• Requirement
Copy each line below in which the word "target" occurs.

##### Excerpted records #####

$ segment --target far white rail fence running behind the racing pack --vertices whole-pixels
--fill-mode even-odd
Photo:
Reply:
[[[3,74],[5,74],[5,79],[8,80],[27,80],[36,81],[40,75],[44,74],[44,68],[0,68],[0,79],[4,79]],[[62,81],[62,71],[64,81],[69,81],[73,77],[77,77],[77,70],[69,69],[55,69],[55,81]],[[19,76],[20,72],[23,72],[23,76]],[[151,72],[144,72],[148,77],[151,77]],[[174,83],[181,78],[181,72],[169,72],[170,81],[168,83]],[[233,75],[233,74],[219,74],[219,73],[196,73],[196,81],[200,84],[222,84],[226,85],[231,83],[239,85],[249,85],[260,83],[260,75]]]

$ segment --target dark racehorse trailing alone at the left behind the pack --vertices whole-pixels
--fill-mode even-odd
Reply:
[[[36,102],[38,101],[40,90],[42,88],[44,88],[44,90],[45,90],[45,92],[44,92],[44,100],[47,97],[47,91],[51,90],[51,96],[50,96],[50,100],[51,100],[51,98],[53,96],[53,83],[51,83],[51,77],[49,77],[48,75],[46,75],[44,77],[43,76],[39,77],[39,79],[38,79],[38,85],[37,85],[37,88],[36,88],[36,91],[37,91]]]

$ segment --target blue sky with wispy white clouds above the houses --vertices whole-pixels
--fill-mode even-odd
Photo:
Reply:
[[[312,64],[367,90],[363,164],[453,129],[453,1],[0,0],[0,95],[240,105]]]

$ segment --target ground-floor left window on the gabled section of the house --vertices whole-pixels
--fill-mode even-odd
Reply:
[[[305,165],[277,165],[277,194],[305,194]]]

#####
##### Excerpted records #####

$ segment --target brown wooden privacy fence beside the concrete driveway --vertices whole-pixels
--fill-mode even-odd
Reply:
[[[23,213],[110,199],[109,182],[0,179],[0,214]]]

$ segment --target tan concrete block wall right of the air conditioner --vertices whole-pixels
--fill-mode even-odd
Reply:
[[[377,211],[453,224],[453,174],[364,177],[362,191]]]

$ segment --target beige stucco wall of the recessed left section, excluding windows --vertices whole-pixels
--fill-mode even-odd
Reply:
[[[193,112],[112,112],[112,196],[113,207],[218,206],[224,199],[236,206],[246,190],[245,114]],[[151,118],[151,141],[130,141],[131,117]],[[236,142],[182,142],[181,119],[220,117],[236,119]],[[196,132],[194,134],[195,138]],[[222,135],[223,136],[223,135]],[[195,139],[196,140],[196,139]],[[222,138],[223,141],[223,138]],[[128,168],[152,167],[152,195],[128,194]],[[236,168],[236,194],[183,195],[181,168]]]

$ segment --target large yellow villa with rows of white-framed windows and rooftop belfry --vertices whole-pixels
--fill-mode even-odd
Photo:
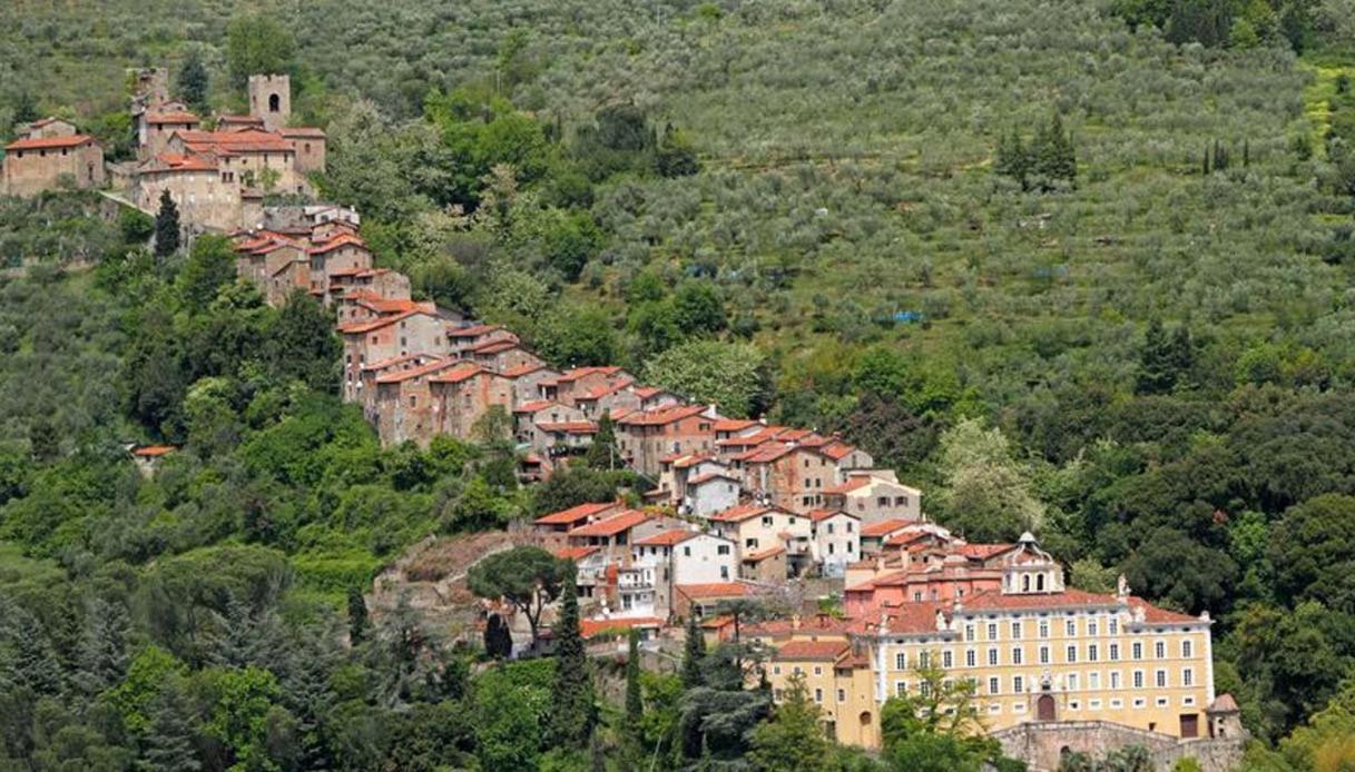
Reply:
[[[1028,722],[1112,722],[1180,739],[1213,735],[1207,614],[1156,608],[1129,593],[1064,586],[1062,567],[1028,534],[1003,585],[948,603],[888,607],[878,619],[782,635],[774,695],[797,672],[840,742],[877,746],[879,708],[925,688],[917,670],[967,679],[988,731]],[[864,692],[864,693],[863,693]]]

#####
##### Excerpted records #####

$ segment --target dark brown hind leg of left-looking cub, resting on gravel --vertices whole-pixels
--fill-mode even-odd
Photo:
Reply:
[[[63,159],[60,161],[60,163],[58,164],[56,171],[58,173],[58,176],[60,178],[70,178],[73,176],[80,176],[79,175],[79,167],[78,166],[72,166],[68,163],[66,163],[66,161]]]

#####

• Task output
$ segment --target far white rail fence running behind the racing pack --vertices whole-pixels
$ segment --target dark racehorse trailing alone at the left behind the pack --vertices whole-pixels
$ segment --target blue sky with wispy white clouds above the houses --vertices whole-pixels
$ segment --target ground-floor left window on the gabled section of the house --vertices whole-pixels
$ segment --target brown wooden privacy fence beside the concrete driveway --vertices whole-pixels
$ segment --target tan concrete block wall right of the air conditioner --vertices whole-pixels
$ segment --target beige stucco wall of the recessed left section, excluding windows --vertices whole-pixels
$ segment --target large yellow villa with rows of white-framed windows and rooftop belfry --vertices whole-pixels
$ segment --target dark brown hind leg of left-looking cub, resting on gravel --vertices whole-pixels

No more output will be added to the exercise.